··· Quoted text

I have a question about the area enclosed between the following parametric equations:
\begin{align*} x &= t^3 - 8t \\ y &= 6t^2 \end{align*}
I know the area is the integral of the $y(t)$ times the derivative of $x(t)$. What I don't know is how to find the limits of integration for $t$.
Thank you!
by drawing a graph, e.g.

······
··· Information shown

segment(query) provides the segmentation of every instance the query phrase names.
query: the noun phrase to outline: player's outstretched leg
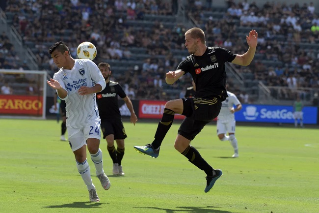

······

Work instructions.
A: Write out the thread on the parametric curve's area word for word, from "I have a question" to "integration for $t$.".
B: Write what comes next in the thread on the parametric curve's area, picking up after its last line.
The material has nothing to do with the thread on the area enclosed by a parametric curve.

Answers to each task.
A:
I have a question about the area enclosed between the following parametric equations:
\begin{align*} x &= t^3 - 8t \\ y &= 6t^2 \end{align*}
I know the area is the integral of the $y(t)$ times the derivative of $x(t)$. What I don't know is how to find the limits of integration for $t$.

B:
http://www.wolframalpha.com/input/?i=draw+x+%3D+t%5E3-8t,++y+%3D+6t%5E2
you can see that the loop is around points where $x = 0, y \ne 0$, that is $ t^3 - 8t = 0, t = +/- \sqrt8$, these are your limits, then as you said
$A = \int\limits_{-\sqrt8}^{\sqrt8} y(t) x'(t) dt = 1303.3...$
HINT
Use Green's thm between $t$ limits $\pm 2 \sqrt2$ that encloses a loop between the origin and $ y=48 $
The graph has symmetry in the $y$ axis. The graph intersects with the $y$ axis when $t=0$ and $t=\pm2\sqrt{2}$
You therefore need to calculate $$A=2\int_{t=0}^{t=2\sqrt{2}}x\frac{dy}{dt}dt$$
Take the positive value of this.